YOUR TASK:
Please reproduce the material starting at the line containing "Tag any visible white" and ending at the line containing "0;0;904;396", every line included, and shift each bounding-box coordinate in the answers up by 90. Output only those lines; no other numbers change.

GIVEN RECORDS:
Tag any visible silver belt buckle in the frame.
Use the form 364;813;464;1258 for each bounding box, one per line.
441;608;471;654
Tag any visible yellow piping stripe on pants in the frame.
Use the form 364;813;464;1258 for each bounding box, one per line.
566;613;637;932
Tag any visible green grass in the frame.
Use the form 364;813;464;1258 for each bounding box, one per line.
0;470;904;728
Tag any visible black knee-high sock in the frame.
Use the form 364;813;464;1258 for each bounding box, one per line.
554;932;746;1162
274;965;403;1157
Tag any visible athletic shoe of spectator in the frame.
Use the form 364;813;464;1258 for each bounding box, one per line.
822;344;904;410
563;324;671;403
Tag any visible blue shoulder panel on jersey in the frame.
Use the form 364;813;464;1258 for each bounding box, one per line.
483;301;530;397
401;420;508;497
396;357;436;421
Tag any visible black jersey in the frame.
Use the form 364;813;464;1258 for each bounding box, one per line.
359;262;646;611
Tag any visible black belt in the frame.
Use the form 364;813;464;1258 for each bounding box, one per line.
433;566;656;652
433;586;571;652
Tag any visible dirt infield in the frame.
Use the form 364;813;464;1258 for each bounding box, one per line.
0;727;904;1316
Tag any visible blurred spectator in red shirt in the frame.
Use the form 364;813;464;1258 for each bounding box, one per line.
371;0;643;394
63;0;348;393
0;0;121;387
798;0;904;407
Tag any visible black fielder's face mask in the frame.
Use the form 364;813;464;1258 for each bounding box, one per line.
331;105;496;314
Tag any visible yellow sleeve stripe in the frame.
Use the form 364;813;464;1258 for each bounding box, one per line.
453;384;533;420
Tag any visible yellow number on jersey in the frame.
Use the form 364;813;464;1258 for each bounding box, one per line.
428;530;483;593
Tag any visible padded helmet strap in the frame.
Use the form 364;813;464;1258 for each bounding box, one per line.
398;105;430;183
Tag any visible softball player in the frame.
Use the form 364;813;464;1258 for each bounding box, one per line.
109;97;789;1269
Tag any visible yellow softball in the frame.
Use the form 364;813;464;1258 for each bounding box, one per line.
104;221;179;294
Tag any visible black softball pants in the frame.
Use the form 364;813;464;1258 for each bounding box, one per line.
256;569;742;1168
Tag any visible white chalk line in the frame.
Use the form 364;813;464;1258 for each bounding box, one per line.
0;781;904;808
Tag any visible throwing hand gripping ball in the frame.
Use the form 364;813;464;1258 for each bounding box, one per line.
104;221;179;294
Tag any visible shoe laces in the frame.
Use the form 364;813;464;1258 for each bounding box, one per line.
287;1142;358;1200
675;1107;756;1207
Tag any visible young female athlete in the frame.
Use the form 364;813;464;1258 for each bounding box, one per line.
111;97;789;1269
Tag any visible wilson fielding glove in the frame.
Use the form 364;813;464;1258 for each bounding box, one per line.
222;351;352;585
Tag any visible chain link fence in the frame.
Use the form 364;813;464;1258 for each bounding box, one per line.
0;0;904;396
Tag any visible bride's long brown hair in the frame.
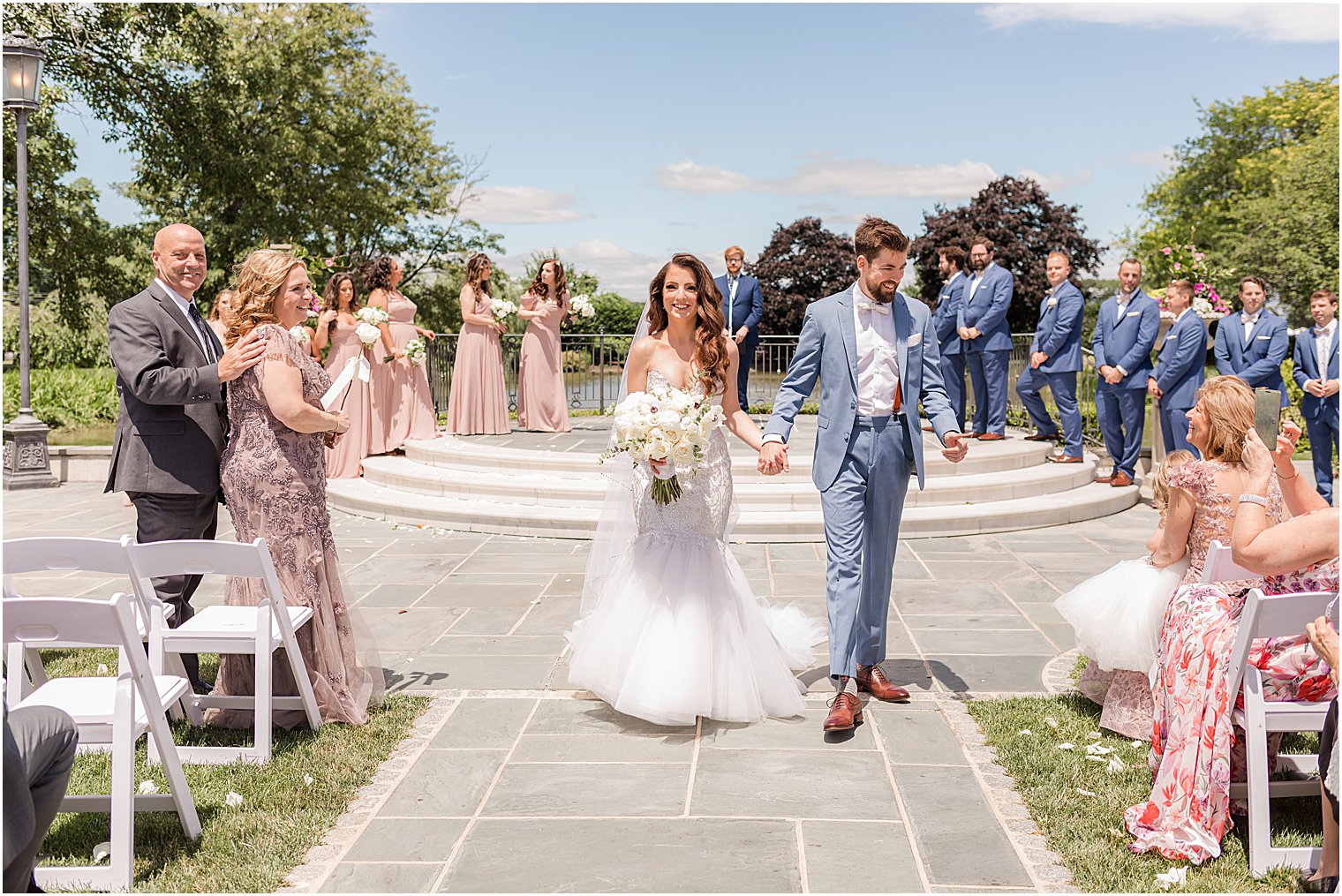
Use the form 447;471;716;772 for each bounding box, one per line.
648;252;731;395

SOLUTION TO THIS EXERCISE:
Tag any visible white chalk line in the frame.
Use the form 364;813;464;1258 for each bounding box, one per line.
90;871;994;898
Tag any visible throwing hand gripping ball in the frame.
Use the form 364;813;464;1258 for each bounding box, one per line.
194;311;269;384
Tag any visible shoe laces in the frame.
Use the form 364;813;464;1258 for each bounding box, one per line.
377;1232;448;1290
765;1197;846;1297
Tag any visible young female athlete in the frame.
Use the form 364;813;464;1258 for each bounding box, one per line.
201;187;879;1359
Tag any visible wilson fielding glove in the frame.
Use the form 364;813;464;1258 for each bounding box, one per line.
312;441;442;675
Tag any visible chain link fence in the frame.
Use the form 364;813;464;1258 for each bounding box, one per line.
90;90;994;486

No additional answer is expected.